● **What you have to do**: Return the data exactly, without pictures.

● **Data for processing**:

──────

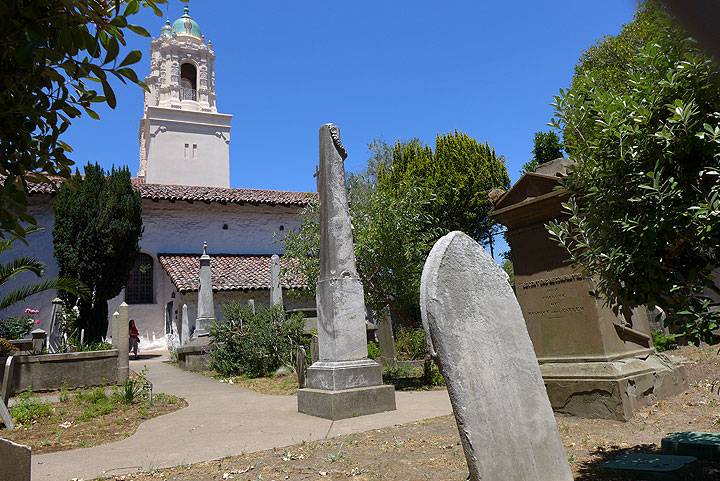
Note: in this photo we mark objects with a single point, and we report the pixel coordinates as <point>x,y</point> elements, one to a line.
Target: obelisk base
<point>345,389</point>
<point>194,356</point>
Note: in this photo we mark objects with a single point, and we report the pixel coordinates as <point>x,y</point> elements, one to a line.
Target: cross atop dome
<point>186,25</point>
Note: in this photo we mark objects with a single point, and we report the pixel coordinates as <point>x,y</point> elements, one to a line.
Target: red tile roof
<point>224,196</point>
<point>230,272</point>
<point>190,193</point>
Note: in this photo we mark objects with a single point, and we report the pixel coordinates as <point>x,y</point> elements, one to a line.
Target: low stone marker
<point>653,467</point>
<point>699,445</point>
<point>483,349</point>
<point>39,338</point>
<point>5,416</point>
<point>386,338</point>
<point>15,462</point>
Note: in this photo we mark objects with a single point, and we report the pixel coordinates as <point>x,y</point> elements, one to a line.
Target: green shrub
<point>664,342</point>
<point>373,350</point>
<point>99,408</point>
<point>6,348</point>
<point>410,344</point>
<point>29,409</point>
<point>16,327</point>
<point>254,344</point>
<point>132,390</point>
<point>91,396</point>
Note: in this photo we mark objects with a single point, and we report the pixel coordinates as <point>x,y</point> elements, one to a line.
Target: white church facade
<point>184,182</point>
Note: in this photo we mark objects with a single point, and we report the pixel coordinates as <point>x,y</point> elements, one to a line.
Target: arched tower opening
<point>188,82</point>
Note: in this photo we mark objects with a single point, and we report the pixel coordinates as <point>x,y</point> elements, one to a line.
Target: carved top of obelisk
<point>337,258</point>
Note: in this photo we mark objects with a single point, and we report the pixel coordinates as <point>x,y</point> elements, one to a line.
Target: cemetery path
<point>220,420</point>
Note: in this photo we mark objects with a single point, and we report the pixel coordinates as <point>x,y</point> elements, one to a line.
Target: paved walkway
<point>220,420</point>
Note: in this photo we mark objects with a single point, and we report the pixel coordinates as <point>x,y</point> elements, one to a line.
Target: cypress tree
<point>98,223</point>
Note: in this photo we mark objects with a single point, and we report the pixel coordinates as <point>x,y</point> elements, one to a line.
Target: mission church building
<point>184,182</point>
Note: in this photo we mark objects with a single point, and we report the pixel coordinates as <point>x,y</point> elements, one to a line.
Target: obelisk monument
<point>343,383</point>
<point>275,285</point>
<point>206,304</point>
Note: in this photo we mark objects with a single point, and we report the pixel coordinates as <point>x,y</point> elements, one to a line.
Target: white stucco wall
<point>40,246</point>
<point>180,228</point>
<point>205,161</point>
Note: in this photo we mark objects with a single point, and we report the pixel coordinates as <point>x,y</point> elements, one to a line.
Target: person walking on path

──────

● **Solution for this exercise**:
Note: in this photo we mark objects with a single point, and we report the pixel coordinates as <point>x,y</point> elements, one to a line.
Target: obelisk base
<point>345,389</point>
<point>194,356</point>
Note: in this photo we mark objects with a single point, and we report the pixel coordinates as <point>x,y</point> elements, one to a line.
Target: cross atop dome
<point>186,25</point>
Note: in this photo we mark objects with a single point, and we report the pixel coordinates as <point>x,y</point> elements, one to a line.
Target: red tile roof
<point>224,196</point>
<point>230,272</point>
<point>190,193</point>
Note: in this photo we mark objects with a single point, and we report the pixel coordinates as <point>x,y</point> elements, one to a line.
Target: low stone marker
<point>653,467</point>
<point>699,445</point>
<point>483,349</point>
<point>39,338</point>
<point>5,416</point>
<point>386,338</point>
<point>15,462</point>
Note: in this photo we mark objects with a single point, and we report the pixel coordinates as <point>x,y</point> elements, one to a line.
Target: green shrub
<point>664,342</point>
<point>373,350</point>
<point>99,408</point>
<point>6,348</point>
<point>410,344</point>
<point>29,409</point>
<point>16,327</point>
<point>254,344</point>
<point>132,390</point>
<point>91,396</point>
Note: in this photo we mark objects with a single point, and we report the pixel coordinates as <point>x,y</point> elements, one to a line.
Target: white church facade
<point>184,182</point>
Note: in this photo we mark objects with a single point, and we report the pixel coordinates as <point>x,y</point> elements, one to a line.
Target: arched tower opening
<point>188,82</point>
Note: in this photo we mark objects with a single point, and we report the pixel coordinates as <point>x,y</point> elements, one to a line.
Target: carved top of obelisk
<point>337,258</point>
Note: in this photo we mark objects with a single point, and we report the pixel coordinates as <point>x,y</point> elements, one to a line.
Target: cemetery path
<point>220,420</point>
Note: in this photo we mark objects with a single point, and we report the pixel coordinates as <point>x,y</point> elements, one to a line.
Target: paved walkway
<point>220,420</point>
Note: in this photo we mark objects with a single point, and we report the pixel coordinates as <point>x,y</point> elements, one to a line.
Target: cypress tree
<point>98,223</point>
Note: in this photo we mark objects with a single point, and we report the pixel coordinates as <point>x,y</point> elements, one to a line.
Target: mission church building
<point>184,182</point>
Note: in this photo we mark objects with a single point, and we report the pixel coordinates as <point>x,y</point> elements, one to a line.
Target: obelisk monument
<point>343,383</point>
<point>275,285</point>
<point>206,304</point>
Note: in this photo we mark objects with a single point, and we report the pixel coordinates as <point>x,y</point> elements, one to a line.
Target: white stucco wall
<point>40,246</point>
<point>180,228</point>
<point>205,161</point>
Note: in this photo we mark objects with a single point, and we report the pixel coordinates as <point>x,y</point> elements, one to a line.
Target: person walking on path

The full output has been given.